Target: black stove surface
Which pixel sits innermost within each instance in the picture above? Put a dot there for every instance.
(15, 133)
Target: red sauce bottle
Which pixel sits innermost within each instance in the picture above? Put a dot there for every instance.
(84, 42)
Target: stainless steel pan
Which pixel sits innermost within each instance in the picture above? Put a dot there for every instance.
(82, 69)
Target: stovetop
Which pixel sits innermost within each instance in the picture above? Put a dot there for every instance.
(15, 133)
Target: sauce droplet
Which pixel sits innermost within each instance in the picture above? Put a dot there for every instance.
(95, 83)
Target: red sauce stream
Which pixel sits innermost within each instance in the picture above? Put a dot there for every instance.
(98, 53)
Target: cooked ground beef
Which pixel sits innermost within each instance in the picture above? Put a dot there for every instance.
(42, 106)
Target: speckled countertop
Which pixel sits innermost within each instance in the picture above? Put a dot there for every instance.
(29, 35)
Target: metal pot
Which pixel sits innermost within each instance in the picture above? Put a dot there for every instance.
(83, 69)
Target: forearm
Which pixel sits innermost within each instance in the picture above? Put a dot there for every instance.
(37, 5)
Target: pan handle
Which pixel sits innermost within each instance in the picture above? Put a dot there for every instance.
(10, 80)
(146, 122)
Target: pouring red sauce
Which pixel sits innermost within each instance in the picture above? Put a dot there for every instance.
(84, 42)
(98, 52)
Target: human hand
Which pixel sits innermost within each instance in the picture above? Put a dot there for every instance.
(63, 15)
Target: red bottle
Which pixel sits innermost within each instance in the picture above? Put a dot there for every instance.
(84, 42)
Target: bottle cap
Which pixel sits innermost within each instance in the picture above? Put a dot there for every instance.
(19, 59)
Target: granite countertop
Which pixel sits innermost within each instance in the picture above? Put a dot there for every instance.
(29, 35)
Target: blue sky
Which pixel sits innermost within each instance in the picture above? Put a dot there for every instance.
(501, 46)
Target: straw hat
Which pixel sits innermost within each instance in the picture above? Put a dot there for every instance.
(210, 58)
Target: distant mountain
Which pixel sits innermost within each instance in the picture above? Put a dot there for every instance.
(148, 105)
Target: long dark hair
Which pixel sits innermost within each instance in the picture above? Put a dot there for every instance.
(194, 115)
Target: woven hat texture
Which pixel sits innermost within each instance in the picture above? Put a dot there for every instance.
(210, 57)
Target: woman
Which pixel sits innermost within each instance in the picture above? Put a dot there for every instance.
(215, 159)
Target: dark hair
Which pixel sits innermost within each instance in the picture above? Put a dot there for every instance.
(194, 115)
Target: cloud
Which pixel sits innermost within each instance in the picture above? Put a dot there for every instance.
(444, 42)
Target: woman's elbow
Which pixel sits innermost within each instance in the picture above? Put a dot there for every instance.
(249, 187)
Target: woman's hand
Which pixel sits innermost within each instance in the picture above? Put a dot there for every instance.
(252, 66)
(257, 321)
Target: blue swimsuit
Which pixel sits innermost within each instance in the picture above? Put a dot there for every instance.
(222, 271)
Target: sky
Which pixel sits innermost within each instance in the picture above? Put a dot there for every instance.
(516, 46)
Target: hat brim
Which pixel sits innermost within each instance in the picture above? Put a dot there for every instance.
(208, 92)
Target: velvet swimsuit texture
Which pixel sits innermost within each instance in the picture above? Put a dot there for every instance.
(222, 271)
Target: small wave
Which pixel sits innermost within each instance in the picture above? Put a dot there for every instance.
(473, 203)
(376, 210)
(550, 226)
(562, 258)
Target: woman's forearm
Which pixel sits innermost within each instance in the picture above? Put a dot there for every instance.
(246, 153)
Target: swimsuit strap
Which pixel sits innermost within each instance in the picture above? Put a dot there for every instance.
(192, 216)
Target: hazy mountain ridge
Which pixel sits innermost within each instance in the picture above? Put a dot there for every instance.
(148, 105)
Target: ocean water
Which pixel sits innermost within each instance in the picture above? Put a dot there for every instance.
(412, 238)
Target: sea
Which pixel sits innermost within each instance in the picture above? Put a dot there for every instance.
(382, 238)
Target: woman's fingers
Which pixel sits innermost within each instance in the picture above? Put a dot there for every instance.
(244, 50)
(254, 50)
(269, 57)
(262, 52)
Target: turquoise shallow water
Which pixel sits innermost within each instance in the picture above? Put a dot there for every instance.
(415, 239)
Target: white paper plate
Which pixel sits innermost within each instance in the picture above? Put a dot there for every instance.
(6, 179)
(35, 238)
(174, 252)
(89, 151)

········

▶ **WORK INSTRUCTION**
Recite the full listing above exactly.

▶ **SOLUTION FOR THIS EXERCISE**
Target: black stove surface
Which pixel sits innermost within each instance in the picture above? Put a dot there for every instance.
(15, 133)
Target: red sauce bottle
Which pixel sits innermost within each instance in the picture above? Put a dot there for every instance.
(84, 42)
Target: stainless steel pan
Which pixel sits innermost within each instance in the picture above? Put a dot there for every instance.
(82, 69)
Target: stovetop
Which pixel sits innermost within each instance in the picture above? Put a dot there for every instance.
(15, 133)
Target: sauce droplet
Which pixel sits innermost within each instance in the picture above? Put a dot there for every instance.
(95, 83)
Target: red sauce stream
Which pixel sits innermost within each instance in the picture above? Put a dot there for every instance.
(98, 53)
Target: cooked ground beef
Which pixel sits innermost within each instance in the picture above? Put a dot there for every instance.
(42, 106)
Target: speckled countertop
Which pixel sits innermost within each instance in the picture above? Put a dot there for every instance.
(29, 35)
Target: metal pot
Which pixel sits innermost within each instance in the picture above? Put a dot there for every instance.
(83, 69)
Target: forearm
Which pixel sits innermost within each instance in the picture above? Put a dot there for every instance.
(37, 5)
Target: pan handle
Which pixel sits innermost within each instance in the picture above? Put a dot there for every instance.
(10, 80)
(146, 122)
Target: pouring red sauce
Which pixel sits innermost within each instance in the picture above? Put a dot there for every instance.
(84, 42)
(98, 52)
Target: human hand
Which pixel sits innermost within each instance in the picture above? Put a dot there for every instance.
(63, 15)
Target: red bottle
Which pixel sits innermost within each instance in the picture above? Put a dot there for every instance.
(84, 42)
Target: bottle cap
Which pixel sits innermost within each instance in the picture above? Put a dot there for every instance.
(19, 59)
Target: granite countertop
Which pixel sits innermost within each instance in the picture above? Put a dot there for every instance.
(29, 35)
Target: blue sky
Which pixel sits innermost within each instance in the picture above? Put a dot there for every instance.
(501, 46)
Target: straw hat
Which pixel sits innermost within each instance in the picture above? Put a dot there for every instance.
(210, 58)
Target: distant mountain
Which pixel sits innermost within each instance in the picture above? Put a dot there for every instance.
(148, 105)
Target: long dark hair
Which pixel sits innermost within each instance in the picture above? Put a dot there for every instance.
(194, 115)
Target: woven hat texture
Which pixel sits innermost within each instance in the picture above? Put a dot there for every instance.
(210, 57)
Target: woman
Which pixel sits innermost within each instance in the picture above? Put a dot there for every instance.
(215, 159)
Target: dark hair
Which pixel sits innermost within each instance in the picture above? Put a dot there for every instance.
(194, 115)
Target: cloud
Which pixel sits innermost within each instance in the picture above? Put a dot there for every instance.
(444, 42)
Target: woman's elbow
Which pixel sits innermost within each instance in the picture above? Put a dot there for every instance.
(249, 187)
Target: woman's hand
Which pixel sits innermost within each instance in the picture above? Put a dot there for every instance.
(252, 66)
(257, 321)
Target: blue swimsuit
Which pixel sits innermost within each instance in the picture above? Put a dot there for every instance.
(222, 271)
Target: sky
Which pixel sits innermost within each instance in the picture above? Put a dot there for every instance.
(516, 46)
Target: hat brim
Which pixel sits innermost within each instance in the picture above? Put a dot there for every instance.
(208, 92)
Target: velvet swimsuit texture
Which pixel sits innermost within each instance in the picture above? Put a dot there for every instance.
(222, 271)
Target: small wave
Which pixel sits innermost within each instance in the picture above? Put a dot there for every instance.
(473, 203)
(376, 210)
(550, 226)
(562, 258)
Target: woman's forearm
Which pixel sits innermost within each instance in the picture above? Put a dot there for every instance.
(246, 153)
Target: swimsuit strap
Which pixel sits innermost within each instance in the picture above? Put a dot there for every instance.
(192, 216)
Target: hazy mountain ridge
Which pixel sits innermost within each instance in the picture above? Put a dot there for every instance.
(148, 105)
Target: ocean water
Which pixel sits innermost within each instance in the picture above? Put a dot there for every instance.
(412, 238)
Target: sea
Which pixel sits innermost within each instance in the picture above? Put a dot there for every instance.
(382, 238)
Target: woman's fingers
Which pixel sits innermost within each instance in the picture above? Put a dot there for every instance.
(244, 50)
(254, 50)
(269, 57)
(262, 52)
Target: turquoise shallow water
Which pixel sits innermost within each instance in the picture above? Put a dot there for every instance.
(415, 239)
Target: white paper plate
Which pixel sits innermost within each instance in the picture above? Put a dot there for every instance.
(6, 179)
(35, 238)
(174, 252)
(89, 151)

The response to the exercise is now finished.